**EXERCISE PROMPT**
Each entry below is to be written out exactly, and the pictures are to be left out.

Point annotations for photos
# # # # #

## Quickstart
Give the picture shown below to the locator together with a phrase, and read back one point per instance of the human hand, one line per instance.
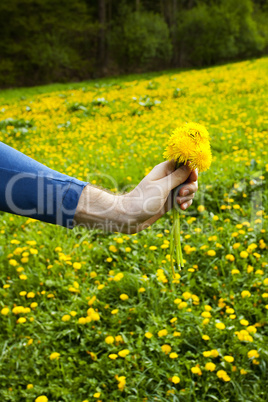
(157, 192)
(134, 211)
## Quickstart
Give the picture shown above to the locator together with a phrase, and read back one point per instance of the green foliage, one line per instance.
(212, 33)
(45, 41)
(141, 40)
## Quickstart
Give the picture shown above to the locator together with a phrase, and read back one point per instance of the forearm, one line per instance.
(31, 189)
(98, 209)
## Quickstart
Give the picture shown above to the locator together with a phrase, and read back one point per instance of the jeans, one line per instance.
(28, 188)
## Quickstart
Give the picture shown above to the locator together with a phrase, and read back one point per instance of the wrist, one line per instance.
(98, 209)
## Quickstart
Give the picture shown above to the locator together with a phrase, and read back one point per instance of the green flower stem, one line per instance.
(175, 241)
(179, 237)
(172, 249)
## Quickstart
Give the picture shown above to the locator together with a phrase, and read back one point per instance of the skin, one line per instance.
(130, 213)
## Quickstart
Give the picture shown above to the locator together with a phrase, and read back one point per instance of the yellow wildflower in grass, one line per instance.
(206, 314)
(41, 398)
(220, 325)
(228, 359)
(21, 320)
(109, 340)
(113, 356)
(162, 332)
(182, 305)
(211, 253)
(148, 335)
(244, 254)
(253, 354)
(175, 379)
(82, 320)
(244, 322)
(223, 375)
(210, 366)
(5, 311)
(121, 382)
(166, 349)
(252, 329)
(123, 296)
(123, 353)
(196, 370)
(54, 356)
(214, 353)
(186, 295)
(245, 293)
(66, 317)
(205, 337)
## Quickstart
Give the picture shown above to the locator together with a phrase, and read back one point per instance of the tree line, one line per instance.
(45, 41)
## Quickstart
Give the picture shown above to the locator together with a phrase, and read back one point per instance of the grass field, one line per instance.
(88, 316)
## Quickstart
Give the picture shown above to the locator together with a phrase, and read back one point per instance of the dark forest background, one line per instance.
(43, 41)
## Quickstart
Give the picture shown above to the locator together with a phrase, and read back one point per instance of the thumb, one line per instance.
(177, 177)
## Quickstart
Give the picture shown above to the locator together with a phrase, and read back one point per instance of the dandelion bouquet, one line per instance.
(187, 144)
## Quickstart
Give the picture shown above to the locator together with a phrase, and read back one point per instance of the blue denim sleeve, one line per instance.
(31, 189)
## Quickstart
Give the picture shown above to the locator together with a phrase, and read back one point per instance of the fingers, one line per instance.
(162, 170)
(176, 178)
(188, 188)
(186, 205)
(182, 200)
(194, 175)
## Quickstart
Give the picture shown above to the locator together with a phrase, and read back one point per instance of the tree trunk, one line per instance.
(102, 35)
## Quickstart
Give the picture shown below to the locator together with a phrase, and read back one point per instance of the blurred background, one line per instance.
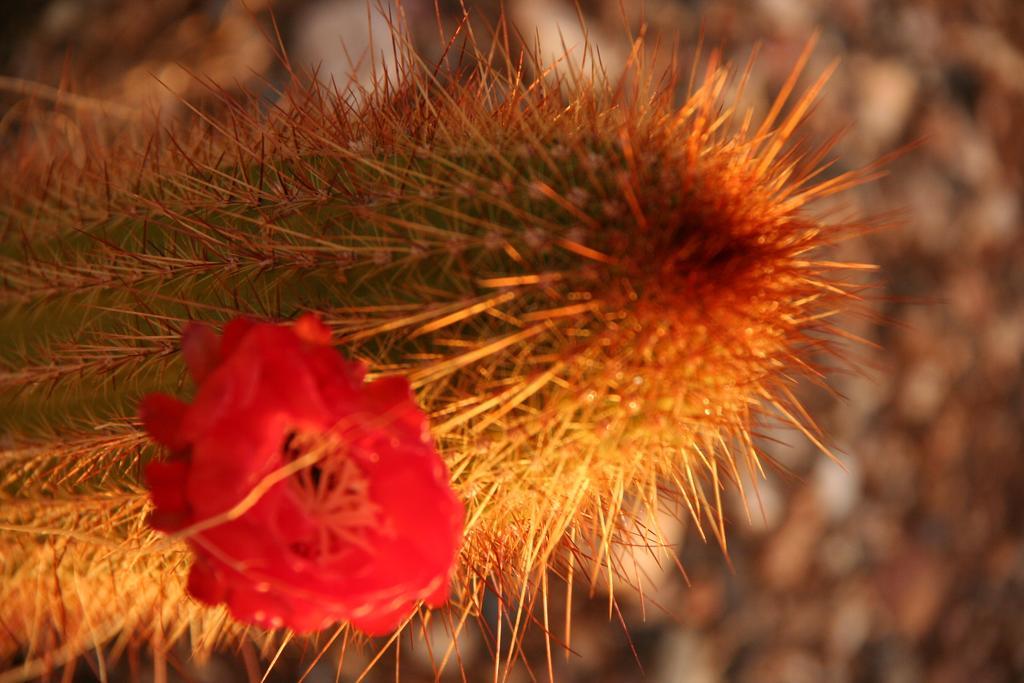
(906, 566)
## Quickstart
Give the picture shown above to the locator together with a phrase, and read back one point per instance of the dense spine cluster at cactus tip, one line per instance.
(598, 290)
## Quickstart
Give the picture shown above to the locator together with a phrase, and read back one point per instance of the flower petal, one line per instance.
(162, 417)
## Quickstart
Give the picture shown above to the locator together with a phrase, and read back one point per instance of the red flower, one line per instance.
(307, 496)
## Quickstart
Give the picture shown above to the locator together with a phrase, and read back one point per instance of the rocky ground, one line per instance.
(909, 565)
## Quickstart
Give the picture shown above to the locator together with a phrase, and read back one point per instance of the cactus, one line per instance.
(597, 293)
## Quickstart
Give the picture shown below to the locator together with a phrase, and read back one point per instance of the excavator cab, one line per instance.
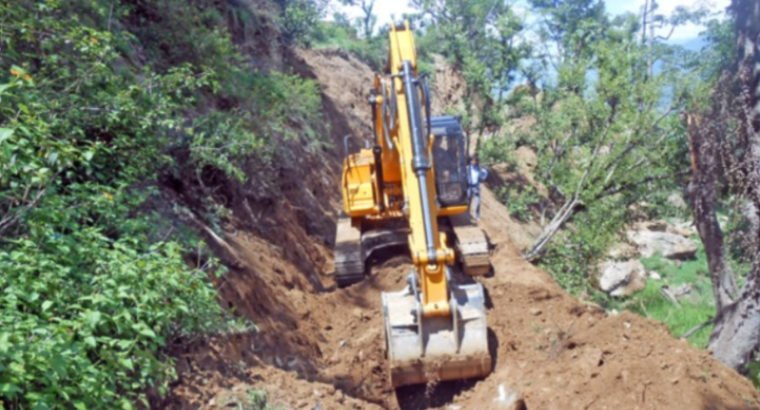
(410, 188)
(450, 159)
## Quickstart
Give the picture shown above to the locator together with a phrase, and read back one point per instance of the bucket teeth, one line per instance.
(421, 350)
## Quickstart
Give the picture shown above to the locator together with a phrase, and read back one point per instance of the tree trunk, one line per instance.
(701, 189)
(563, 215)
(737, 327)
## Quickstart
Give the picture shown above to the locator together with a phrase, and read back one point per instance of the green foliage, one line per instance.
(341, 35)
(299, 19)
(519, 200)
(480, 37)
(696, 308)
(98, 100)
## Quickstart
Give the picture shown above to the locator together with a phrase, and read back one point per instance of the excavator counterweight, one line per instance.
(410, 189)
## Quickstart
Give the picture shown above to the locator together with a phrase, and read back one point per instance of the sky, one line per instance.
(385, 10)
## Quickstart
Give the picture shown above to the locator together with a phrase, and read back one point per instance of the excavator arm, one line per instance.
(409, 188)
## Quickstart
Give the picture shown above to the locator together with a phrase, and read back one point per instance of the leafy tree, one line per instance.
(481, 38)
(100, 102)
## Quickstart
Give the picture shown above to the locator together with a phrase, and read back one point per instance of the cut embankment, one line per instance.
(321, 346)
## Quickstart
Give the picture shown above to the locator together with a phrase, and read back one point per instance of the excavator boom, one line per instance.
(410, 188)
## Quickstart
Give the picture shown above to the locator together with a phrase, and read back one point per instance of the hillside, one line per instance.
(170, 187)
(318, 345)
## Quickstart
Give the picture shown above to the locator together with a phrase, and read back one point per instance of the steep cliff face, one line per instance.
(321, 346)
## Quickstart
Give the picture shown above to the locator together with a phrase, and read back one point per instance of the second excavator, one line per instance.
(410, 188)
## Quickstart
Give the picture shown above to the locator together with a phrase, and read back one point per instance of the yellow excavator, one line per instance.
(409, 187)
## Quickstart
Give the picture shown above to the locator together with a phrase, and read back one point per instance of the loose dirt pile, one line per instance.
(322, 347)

# # # # #

**ANSWER IN FULL**
## Quickstart
Give the picture shown below to the locator together with a phrase, and read back one point per instance of the human hand, one line per instance.
(157, 192)
(134, 211)
## Quickstart
Give the picture shown above to the locator together with a phrase, and read back one point per instance of the green foliage, one line per instance.
(212, 33)
(45, 41)
(141, 40)
## Quickstart
Give the picture shown above to the locator together with a phrase, and read back one point per instance of the forearm, one line per instance.
(31, 189)
(98, 209)
## Quickstart
Give the picture shown above to the locator together with a phrase, and read back one point per instance of the jeans, one line per instance.
(28, 188)
## Quickstart
Give the picture shown above to the locator together with a phrase, and read back one point per instance of the wrist, one line per instance.
(98, 209)
## Quickstart
Give the picture shown above to the locator together with a phrase, and read back one point per instance of the green flower stem, one line per instance.
(175, 241)
(179, 237)
(172, 249)
## Quickstart
Give the picture shown above to the locator together with a phrase, and read back one point per instance of the skin, one line per instance.
(130, 213)
## Quickstart
Give the picture shown above to the locator together with a phrase, and read back one point per instance of the yellow wildflower in grass, one line per instance.
(206, 314)
(41, 398)
(220, 325)
(228, 359)
(21, 320)
(109, 340)
(113, 356)
(162, 332)
(182, 305)
(211, 253)
(148, 335)
(244, 254)
(253, 354)
(175, 379)
(82, 320)
(244, 322)
(223, 375)
(210, 366)
(5, 311)
(121, 382)
(166, 349)
(252, 329)
(123, 296)
(123, 353)
(196, 370)
(54, 356)
(214, 353)
(186, 295)
(245, 293)
(66, 317)
(205, 337)
## Quickstart
Give the picture shown above to the locator together with a phrase, and read back one point per instance of the tree line, one line per instance.
(45, 41)
## Quickstart
Give the picture shown above to the locator together with a phrase, and read back one point per instance of the grass field, one line per instance.
(88, 316)
## Quickstart
Give the picture shown above to the locator together with a phrase, and read back one point per instance of the dark forest background, one line per instance.
(43, 41)
## Quickstart
Give the picture shown above to the locator together with a phrase, and read back one point per instance of the thumb, one line per instance.
(177, 177)
## Quickstart
Give the picture shown above to the locator together with a phrase, and read back one point per instance of the dandelion bouquet, one line per instance.
(187, 144)
## Quickstart
Give the picture shown above to the locator together with a phrase, and read back one point per instance of the blue denim sleeve, one line per instance.
(31, 189)
## Quickstart
Give the picture shown above to the locator together with a phrase, and read back one point per instance of the fingers, one line per instance.
(162, 170)
(176, 178)
(188, 188)
(186, 205)
(182, 200)
(194, 175)
## Quickstart
Give the picture shown above to the locator together with a phrase, and read back one point per instance of the tree trunk, one line per instance.
(102, 35)
## Quickstart
Give the picture shown below to the locator together with a phrase, and read back one point per instance of the blurred background, one line per instance.
(906, 566)
## Quickstart
Give the picture shown above to the locator together with a phrase, and read back one point per instance of the dense spine cluster at cactus tip, one line per instance.
(598, 290)
## Quickstart
Give the picture shown above to the locator together with a phrase, and read back one point per instance of the flower petal, one line per instance.
(162, 417)
## Quickstart
Give the picture shown above to the locator together with a phrase, and read back one point per instance of the red flower, one line per instance.
(307, 496)
## Quickstart
Give the picture shown above to the locator together with a phrase, and read back one point per instance of the rocky ground, one line per instance.
(909, 565)
## Quickstart
Give the picture shown above to the locator together with a phrase, and read back one point per instance of the cactus, one line per instance.
(597, 293)
## Quickstart
Give the picture shown below to the locator together with a phrase, and read back one point per instance of the excavator cab, one line per instance.
(410, 188)
(450, 159)
## Quickstart
Give the picture shown above to the locator together with a phrase, and read back one point per instance of the bucket teeth, one line per instance.
(421, 350)
## Quickstart
Give the picture shown above to the locator together with a phrase, and read back one point per instance of the tree trunk, one line per instance.
(701, 189)
(563, 215)
(737, 327)
## Quickstart
Give the picture shown above to the locator together with a phrase, and read back one point per instance of the green foliage, one line per instance.
(341, 35)
(299, 19)
(519, 200)
(480, 37)
(696, 308)
(98, 100)
## Quickstart
Give the picture shown above to the locator together with a phrase, and read back one point per instance of the excavator counterweight, one line per instance.
(410, 189)
## Quickstart
Give the picture shown above to the locator together with a phrase, and read back one point per instance of the sky, one line per instance.
(385, 10)
## Quickstart
Give the picture shown above to the locator together with a phrase, and read back one point per instance of the excavator arm, one line per instance.
(409, 188)
## Quickstart
Give the picture shown above to the locator together with a phrase, and read back one point per instance of the leafy tree, one line per instance.
(481, 38)
(100, 102)
## Quickstart
Give the picture shown above to the locator together with a phrase, and read back one point per instance of the cut embankment, one line per instance.
(321, 346)
## Quickstart
Give the picture shown above to the locator together with a phrase, and read back one point per instance of the excavator boom, one line per instance.
(410, 188)
## Quickstart
Give the picture shown above to the locator together with a phrase, and read back one point per instance of the hillside, one line per instance.
(170, 187)
(318, 345)
## Quickstart
Give the picture shown above to the locator together with a phrase, and read back one point per instance of the steep cliff face, one line per instance.
(321, 346)
## Quickstart
Give the picture shown above to the locator together with a phrase, and read back one point per instance of the second excavator, one line per instance.
(410, 188)
## Quickstart
Give the picture shown above to the locator together with a phrase, and read back one point per instance of the yellow excavator, one line per instance.
(409, 187)
## Quickstart
Give the picture shown above to the locator together with a phrase, and read back one point per instance of the loose dirt pile, one line per instance.
(322, 347)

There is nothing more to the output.